» Excerpted passage:
# # # #

Clean up gpu device properties.

Made a class and singleton to encapsulate initialization and retrieval of device properties. Related to !481, which already changed the API to address a static linkage issue.
2025-07-13 00:21:49 +08:00 · 2021-05-06 12:50:51 -07:00 · 2021-05-06 12:50:51 -07:00 · 0eba8a1fe3
commit 0eba8a1fe3
parent 90e9a33e1c
1 changed files with 69 additions and 47 deletions
--- a/unsupported/Eigen/CXX11/src/Tensor/TensorDeviceGpu.h
+++ b/unsupported/Eigen/CXX11/src/Tensor/TensorDeviceGpu.h
@ -42,58 +42,84 @@ class StreamInterface {
  virtual unsigned int* semaphore() const = 0;
 };

-EIGEN_STRONG_INLINE gpuDeviceProp_t*& getDeviceProperties() {
-  static gpuDeviceProp_t* deviceProperties;
-  return deviceProperties;
-}
+class GpuDeviceProperties {
+ public:
+  GpuDeviceProperties() : 
+      initialized_(false), first_(true), device_properties_(nullptr) {}
+ 
+  ~GpuDeviceProperties() {
+    if (device_properties_) {
+      delete[] device_properties_;
+    }
+  }
+  
+  EIGEN_STRONG_INLINE const gpuDeviceProp_t& get(int device) const {
+    return device_properties_[device];
+  }

-EIGEN_STRONG_INLINE bool& getDevicePropInitialized() {
-  static bool devicePropInitialized = false;
-  return devicePropInitialized;
-}
+  EIGEN_STRONG_INLINE bool isInitialized() const {
+    return initialized_;
+  }

-static void initializeDeviceProp() {
-  if (!getDevicePropInitialized()) {
-    // Attempts to ensure proper behavior in the case of multiple threads
-    // calling this function simultaneously. This would be trivial to
-    // implement if we could use std::mutex, but unfortunately mutex don't
-    // compile with nvcc, so we resort to atomics and thread fences instead.

# # # #

» Dataset items:

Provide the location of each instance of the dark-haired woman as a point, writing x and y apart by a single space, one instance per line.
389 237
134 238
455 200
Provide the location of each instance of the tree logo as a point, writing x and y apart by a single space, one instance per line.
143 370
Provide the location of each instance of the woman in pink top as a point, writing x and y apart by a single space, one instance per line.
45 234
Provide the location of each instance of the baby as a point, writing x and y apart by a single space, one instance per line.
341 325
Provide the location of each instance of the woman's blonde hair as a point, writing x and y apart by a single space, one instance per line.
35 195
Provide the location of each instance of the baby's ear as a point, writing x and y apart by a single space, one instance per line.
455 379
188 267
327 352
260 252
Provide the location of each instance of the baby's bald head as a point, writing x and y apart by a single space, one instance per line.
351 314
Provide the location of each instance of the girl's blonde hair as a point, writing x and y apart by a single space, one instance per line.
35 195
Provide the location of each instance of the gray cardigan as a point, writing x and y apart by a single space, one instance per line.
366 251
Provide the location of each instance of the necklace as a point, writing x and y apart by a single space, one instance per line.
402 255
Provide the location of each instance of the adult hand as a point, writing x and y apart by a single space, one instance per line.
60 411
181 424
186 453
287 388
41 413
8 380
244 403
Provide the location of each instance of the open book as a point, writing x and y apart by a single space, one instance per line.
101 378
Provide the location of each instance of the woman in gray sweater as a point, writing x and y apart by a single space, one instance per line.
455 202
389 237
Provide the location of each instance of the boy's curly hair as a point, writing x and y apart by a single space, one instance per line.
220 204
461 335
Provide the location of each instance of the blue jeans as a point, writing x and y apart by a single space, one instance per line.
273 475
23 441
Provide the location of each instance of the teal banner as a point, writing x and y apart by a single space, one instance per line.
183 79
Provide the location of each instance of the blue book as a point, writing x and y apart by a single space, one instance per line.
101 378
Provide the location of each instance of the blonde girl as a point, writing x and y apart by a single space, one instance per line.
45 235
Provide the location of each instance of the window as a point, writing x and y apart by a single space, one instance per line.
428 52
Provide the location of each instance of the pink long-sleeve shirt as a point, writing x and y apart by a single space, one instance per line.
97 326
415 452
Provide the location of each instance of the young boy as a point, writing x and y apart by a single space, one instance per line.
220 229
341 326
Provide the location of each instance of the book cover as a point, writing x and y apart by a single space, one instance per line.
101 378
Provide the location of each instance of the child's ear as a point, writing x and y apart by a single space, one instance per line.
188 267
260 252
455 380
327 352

# # # #

» Jobs:
1. Can you reproduce the dataset items word for word, from the line that contains "Provide the location of each instance of the woman in gray" through the end of the dataset items, with both of those lines included?
2. Can you take the commit diff for cleaning up GPU device properties further, picking up right after its last line?

» Answers in order:
1.
Provide the location of each instance of the woman in gray sweater as a point, writing x and y apart by a single space, one instance per line.
455 202
389 237
Provide the location of each instance of the boy's curly hair as a point, writing x and y apart by a single space, one instance per line.
220 204
461 335
Provide the location of each instance of the blue jeans as a point, writing x and y apart by a single space, one instance per line.
273 475
23 441
Provide the location of each instance of the teal banner as a point, writing x and y apart by a single space, one instance per line.
183 79
Provide the location of each instance of the blue book as a point, writing x and y apart by a single space, one instance per line.
101 378
Provide the location of each instance of the blonde girl as a point, writing x and y apart by a single space, one instance per line.
45 235
Provide the location of each instance of the window as a point, writing x and y apart by a single space, one instance per line.
428 52
Provide the location of each instance of the pink long-sleeve shirt as a point, writing x and y apart by a single space, one instance per line.
97 326
415 452
Provide the location of each instance of the young boy as a point, writing x and y apart by a single space, one instance per line.
220 229
341 326
Provide the location of each instance of the book cover as a point, writing x and y apart by a single space, one instance per line.
101 378
Provide the location of each instance of the child's ear as a point, writing x and y apart by a single space, one instance per line.
188 267
260 252
455 380
327 352

2.
-    // Note that if the caller uses a compiler that doesn't support c++11 we
-    // can't ensure that the initialization is thread safe.
-    static std::atomic<bool> first(true);
-    if (first.exchange(false)) {
-      // We're the first thread to reach this point.
-      int num_devices;
-      gpuError_t status = gpuGetDeviceCount(&num_devices);
-      if (status != gpuSuccess) {
-        std::cerr << "Failed to get the number of GPU devices: "
-                  << gpuGetErrorString(status)
-                  << std::endl;
-        gpu_assert(status == gpuSuccess);
-      }
-      getDeviceProperties() = new gpuDeviceProp_t[num_devices];
-      for (int i = 0; i < num_devices; ++i) {
-        status = gpuGetDeviceProperties(&getDeviceProperties()[i], i);
+  void initialize() {
+    if (!initialized_) {
+      // Attempts to ensure proper behavior in the case of multiple threads
+      // calling this function simultaneously. This would be trivial to
+      // implement if we could use std::mutex, but unfortunately mutex don't
+      // compile with nvcc, so we resort to atomics and thread fences instead.
+      // Note that if the caller uses a compiler that doesn't support c++11 we
+      // can't ensure that the initialization is thread safe.
+      if (first_.exchange(false)) {
+        // We're the first thread to reach this point.
+        int num_devices;
+        gpuError_t status = gpuGetDeviceCount(&num_devices);
        if (status != gpuSuccess) {
-          std::cerr << "Failed to initialize GPU device #"
-                    << i
-                    << ": "
+          std::cerr << "Failed to get the number of GPU devices: "
                    << gpuGetErrorString(status)
                    << std::endl;
          gpu_assert(status == gpuSuccess);
        }
-      }
+        device_properties_ = new gpuDeviceProp_t[num_devices];
+        for (int i = 0; i < num_devices; ++i) {
+          status = gpuGetDeviceProperties(&device_properties_[i], i);
+          if (status != gpuSuccess) {
+            std::cerr << "Failed to initialize GPU device #"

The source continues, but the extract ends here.